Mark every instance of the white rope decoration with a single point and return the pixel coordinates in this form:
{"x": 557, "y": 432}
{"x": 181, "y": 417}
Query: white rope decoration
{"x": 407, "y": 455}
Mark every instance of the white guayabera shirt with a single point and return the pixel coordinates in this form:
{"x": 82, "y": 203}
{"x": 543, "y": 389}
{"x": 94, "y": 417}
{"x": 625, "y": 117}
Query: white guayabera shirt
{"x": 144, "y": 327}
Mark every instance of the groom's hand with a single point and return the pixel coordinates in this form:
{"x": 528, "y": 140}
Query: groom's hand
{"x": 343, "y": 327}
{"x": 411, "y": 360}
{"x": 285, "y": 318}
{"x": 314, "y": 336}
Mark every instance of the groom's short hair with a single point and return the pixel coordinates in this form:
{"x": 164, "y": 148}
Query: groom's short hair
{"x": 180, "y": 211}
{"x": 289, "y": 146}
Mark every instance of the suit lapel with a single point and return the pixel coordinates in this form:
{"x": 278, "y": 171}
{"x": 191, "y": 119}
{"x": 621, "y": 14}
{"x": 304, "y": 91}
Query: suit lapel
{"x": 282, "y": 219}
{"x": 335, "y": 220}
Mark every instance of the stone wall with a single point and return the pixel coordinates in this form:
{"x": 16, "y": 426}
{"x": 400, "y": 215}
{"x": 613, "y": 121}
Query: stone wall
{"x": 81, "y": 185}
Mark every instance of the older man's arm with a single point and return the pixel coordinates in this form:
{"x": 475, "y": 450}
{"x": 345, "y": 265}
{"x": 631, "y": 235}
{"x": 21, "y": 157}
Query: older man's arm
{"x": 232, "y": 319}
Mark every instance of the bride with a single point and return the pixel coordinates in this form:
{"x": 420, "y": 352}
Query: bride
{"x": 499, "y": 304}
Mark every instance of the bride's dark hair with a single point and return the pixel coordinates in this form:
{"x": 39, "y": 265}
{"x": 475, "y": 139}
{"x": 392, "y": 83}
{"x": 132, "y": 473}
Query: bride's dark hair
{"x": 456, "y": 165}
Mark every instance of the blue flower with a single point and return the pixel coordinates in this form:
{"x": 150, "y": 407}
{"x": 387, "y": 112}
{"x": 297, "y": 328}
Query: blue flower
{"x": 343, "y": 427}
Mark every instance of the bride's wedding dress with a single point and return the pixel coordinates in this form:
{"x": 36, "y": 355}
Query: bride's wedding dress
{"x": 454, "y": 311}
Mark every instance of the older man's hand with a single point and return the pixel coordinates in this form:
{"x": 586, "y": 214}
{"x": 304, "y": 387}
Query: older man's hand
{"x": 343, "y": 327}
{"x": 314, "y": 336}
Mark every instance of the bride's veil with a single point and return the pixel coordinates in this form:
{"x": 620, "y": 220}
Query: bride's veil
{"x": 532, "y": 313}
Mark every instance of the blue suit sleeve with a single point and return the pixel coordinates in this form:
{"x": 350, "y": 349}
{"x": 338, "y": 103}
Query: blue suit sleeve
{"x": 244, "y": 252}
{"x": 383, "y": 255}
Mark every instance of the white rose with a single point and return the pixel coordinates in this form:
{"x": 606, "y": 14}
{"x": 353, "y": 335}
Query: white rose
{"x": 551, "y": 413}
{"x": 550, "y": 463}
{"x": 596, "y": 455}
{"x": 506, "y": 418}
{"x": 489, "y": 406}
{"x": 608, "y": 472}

────────────────

Work instruction: Would you copy exactly the lines from the one that contains "Mark every instance of the older man's hand" through the final line of the records above, including both?

The completed task:
Mark every instance of the older man's hand with a single point and return the pixel coordinates in this form:
{"x": 586, "y": 214}
{"x": 304, "y": 387}
Query: older man's hand
{"x": 343, "y": 327}
{"x": 314, "y": 336}
Mark every instance of the bride's veil with a single point and return the pixel coordinates in this form:
{"x": 620, "y": 220}
Query: bride's veil
{"x": 532, "y": 313}
Mark every instance of the blue suit sleeve with a single point and return the pixel coordinates in this form:
{"x": 350, "y": 349}
{"x": 338, "y": 103}
Query: blue suit sleeve
{"x": 244, "y": 252}
{"x": 383, "y": 255}
Mark every instance of the white rose with a single point and return the pixel coordinates in this form:
{"x": 606, "y": 14}
{"x": 353, "y": 335}
Query: white rose
{"x": 551, "y": 413}
{"x": 550, "y": 463}
{"x": 596, "y": 455}
{"x": 506, "y": 418}
{"x": 489, "y": 406}
{"x": 608, "y": 472}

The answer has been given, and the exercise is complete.